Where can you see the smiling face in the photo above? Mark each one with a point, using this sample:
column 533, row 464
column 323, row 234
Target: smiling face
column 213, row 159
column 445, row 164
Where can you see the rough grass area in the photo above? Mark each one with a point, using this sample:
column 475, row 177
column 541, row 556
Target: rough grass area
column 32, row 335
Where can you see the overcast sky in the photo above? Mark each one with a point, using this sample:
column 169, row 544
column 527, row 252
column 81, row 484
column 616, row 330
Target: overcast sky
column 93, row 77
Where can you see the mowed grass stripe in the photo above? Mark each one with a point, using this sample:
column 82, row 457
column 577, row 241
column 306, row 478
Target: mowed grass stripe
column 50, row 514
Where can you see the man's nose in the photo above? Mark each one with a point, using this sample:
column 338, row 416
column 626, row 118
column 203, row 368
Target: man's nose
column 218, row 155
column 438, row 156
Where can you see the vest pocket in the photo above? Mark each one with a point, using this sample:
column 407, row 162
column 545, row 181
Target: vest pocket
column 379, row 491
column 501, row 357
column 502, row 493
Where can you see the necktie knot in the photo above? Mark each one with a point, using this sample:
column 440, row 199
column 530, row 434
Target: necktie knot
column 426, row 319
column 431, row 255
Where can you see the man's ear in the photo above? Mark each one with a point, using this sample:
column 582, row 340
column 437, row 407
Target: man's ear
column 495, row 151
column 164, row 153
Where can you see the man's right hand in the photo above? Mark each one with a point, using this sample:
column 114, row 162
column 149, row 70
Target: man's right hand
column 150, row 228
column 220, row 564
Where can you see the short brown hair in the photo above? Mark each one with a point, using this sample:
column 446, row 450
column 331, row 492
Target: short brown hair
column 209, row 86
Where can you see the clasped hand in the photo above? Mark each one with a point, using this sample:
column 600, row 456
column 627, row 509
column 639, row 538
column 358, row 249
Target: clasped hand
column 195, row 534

● ● ● ●

== WORK INSTRUCTIONS ==
In the listing above, find the line containing "column 323, row 234" and the line containing "column 541, row 556", then quote both, plus every line between them, exactly as written.

== WRITTEN RESPONSE ==
column 323, row 234
Target: smiling face
column 213, row 159
column 445, row 164
Where can you see the rough grass area in the photo above? Mark each one with a point, using this sample:
column 475, row 177
column 541, row 556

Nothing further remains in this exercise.